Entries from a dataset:
== == ==
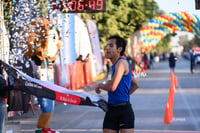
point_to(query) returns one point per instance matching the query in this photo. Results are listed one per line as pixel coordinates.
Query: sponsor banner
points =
(49, 90)
(95, 43)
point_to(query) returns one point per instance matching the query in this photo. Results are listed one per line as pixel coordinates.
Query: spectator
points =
(4, 88)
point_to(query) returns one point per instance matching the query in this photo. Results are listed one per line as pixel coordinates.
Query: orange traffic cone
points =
(175, 81)
(167, 119)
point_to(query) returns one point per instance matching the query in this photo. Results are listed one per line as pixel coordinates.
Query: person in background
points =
(172, 61)
(4, 88)
(120, 84)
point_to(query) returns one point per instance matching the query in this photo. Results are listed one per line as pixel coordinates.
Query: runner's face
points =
(111, 49)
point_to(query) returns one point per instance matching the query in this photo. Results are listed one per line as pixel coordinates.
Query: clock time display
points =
(78, 6)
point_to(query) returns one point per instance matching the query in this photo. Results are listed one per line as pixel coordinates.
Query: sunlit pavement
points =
(148, 103)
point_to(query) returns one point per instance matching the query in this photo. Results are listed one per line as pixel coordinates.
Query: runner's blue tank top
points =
(121, 94)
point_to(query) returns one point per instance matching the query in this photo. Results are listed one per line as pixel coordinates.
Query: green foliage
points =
(7, 5)
(123, 17)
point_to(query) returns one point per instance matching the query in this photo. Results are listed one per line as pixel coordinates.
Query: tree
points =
(123, 17)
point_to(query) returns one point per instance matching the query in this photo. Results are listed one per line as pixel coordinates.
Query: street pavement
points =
(148, 103)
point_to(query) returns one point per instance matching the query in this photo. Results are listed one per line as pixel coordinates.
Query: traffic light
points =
(197, 4)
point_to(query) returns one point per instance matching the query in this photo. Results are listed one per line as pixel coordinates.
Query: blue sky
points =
(177, 6)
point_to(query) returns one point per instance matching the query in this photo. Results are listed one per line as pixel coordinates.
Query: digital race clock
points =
(78, 6)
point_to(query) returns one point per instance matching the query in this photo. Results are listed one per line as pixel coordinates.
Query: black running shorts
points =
(119, 117)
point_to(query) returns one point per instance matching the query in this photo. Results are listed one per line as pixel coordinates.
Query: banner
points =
(95, 43)
(49, 90)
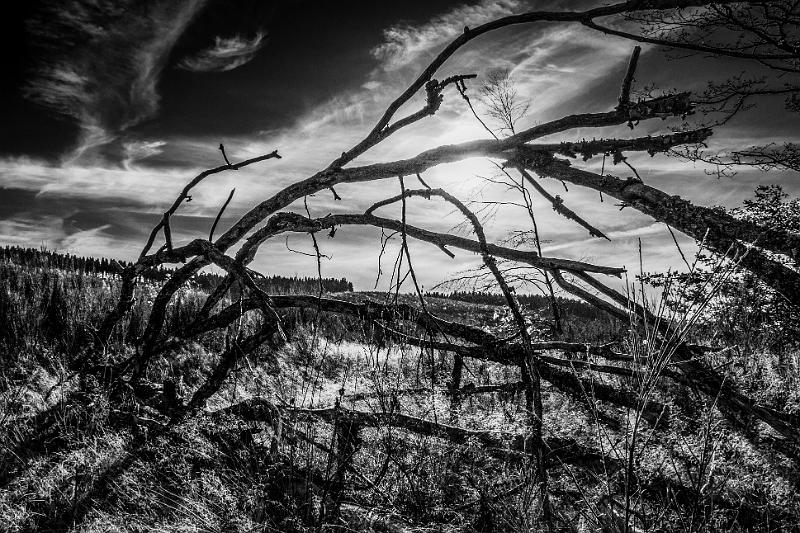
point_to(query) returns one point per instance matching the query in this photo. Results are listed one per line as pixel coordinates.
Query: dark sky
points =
(110, 106)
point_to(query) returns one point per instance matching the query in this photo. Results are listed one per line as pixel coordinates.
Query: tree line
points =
(47, 259)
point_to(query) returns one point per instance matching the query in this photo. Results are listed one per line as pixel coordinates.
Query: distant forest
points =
(575, 308)
(31, 257)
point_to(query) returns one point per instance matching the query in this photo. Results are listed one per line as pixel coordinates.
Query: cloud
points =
(404, 44)
(101, 61)
(137, 150)
(227, 54)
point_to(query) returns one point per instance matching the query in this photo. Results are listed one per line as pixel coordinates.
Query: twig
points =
(219, 214)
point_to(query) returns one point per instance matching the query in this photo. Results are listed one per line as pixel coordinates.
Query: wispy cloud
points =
(102, 61)
(404, 44)
(227, 54)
== == ==
• _EXERCISE AIM_: Quote the material exactly. Pictures stay out.

• _EXERCISE OUTPUT_:
point_to(query) returns one point per instance matching the query in this photo. Results are listed one per line as pixel coordinates.
Query: sponsor banner
points =
(49, 90)
(95, 43)
point_to(query) returns one point per instance matching the query in this photo. Results are listed one per line as pixel coordinates.
Query: spectator
points =
(4, 88)
point_to(query) returns one point per instance matching the query in this photo. Results are listed one per line as pixel coordinates.
Query: orange traffic cone
points =
(175, 81)
(167, 119)
point_to(query) returns one point per instance matching the query in this photo. Results are listed one per line as pixel coordinates.
Query: person in background
points =
(172, 61)
(4, 88)
(120, 84)
point_to(query) returns one point per instance matching the query in this photo. Results are listed one per line as pixel coordinates.
Query: runner's face
points =
(111, 49)
point_to(query) returns one point per instance matching the query in this photo. Results are listed one per line as pixel coordinates.
Query: clock time display
points =
(78, 6)
point_to(query) returns one point per instance matching the query in this photo. Results are listed one per line as pixel coordinates.
Query: sunlit pavement
points =
(148, 103)
point_to(query) returns one point per instance matching the query in this photo. Results are listed one per line as pixel coordinates.
Query: runner's blue tank top
points =
(121, 94)
point_to(query) returns one point per instance matching the query in this photo. Results are listed one per line as pixel coordinates.
Query: green foliage
points =
(7, 5)
(123, 17)
point_to(query) returns one point per instance matching the query in this photo. Results are listed one per line as pixel coordinates.
Query: tree
points =
(123, 17)
point_to(query) returns one point per instance matching the query in this photo. Results are listed one per line as pixel coordinates.
Query: street pavement
points =
(148, 103)
point_to(query) returns one point per instance matching the query in this photo. Results are listed one per line as pixel coordinates.
Query: traffic light
points =
(197, 4)
point_to(query) returns one point per instance matching the query in this photo. Results are listed one per line as pixel coordinates.
Query: blue sky
points =
(177, 6)
point_to(query) returns one point per instance matching the query in this photo. Results are listed one per line as pixel coordinates.
Query: digital race clock
points =
(78, 6)
point_to(query) returns one point per instance matching the query in this photo. Results are listed one per line as pixel coordinates.
Query: black running shorts
points =
(119, 117)
point_to(query) returns one point per instance matching the query in this photo. Results are listed one per line as pixel coordinates.
Query: banner
points =
(95, 43)
(49, 90)
point_to(query) returns one point per instance matching the query in this photo. Results are listed one per line as pixel coordinates.
Query: dark sky
points =
(110, 106)
point_to(query) returns one point per instance matching the query in this photo. Results are listed one per line as pixel coordinates.
Query: tree line
points =
(47, 259)
point_to(query) returns one point per instance matching the query in this photo. Results are listed one per line as pixel coordinates.
Query: distant forest
points =
(575, 308)
(31, 257)
point_to(query) returns one point per instance matching the query in this photo. Results are listed one per line as pixel coordinates.
Query: cloud
points =
(404, 44)
(101, 61)
(137, 150)
(227, 54)
point_to(query) returns one point per instance matching the query in this photo. Results are listed one per line as pixel coordinates.
Query: twig
points =
(219, 214)
point_to(query) returns one point per instance matching the query in this photo. Results are listed one per line as pixel coordinates.
Query: wispy cloud
points =
(102, 61)
(404, 44)
(227, 54)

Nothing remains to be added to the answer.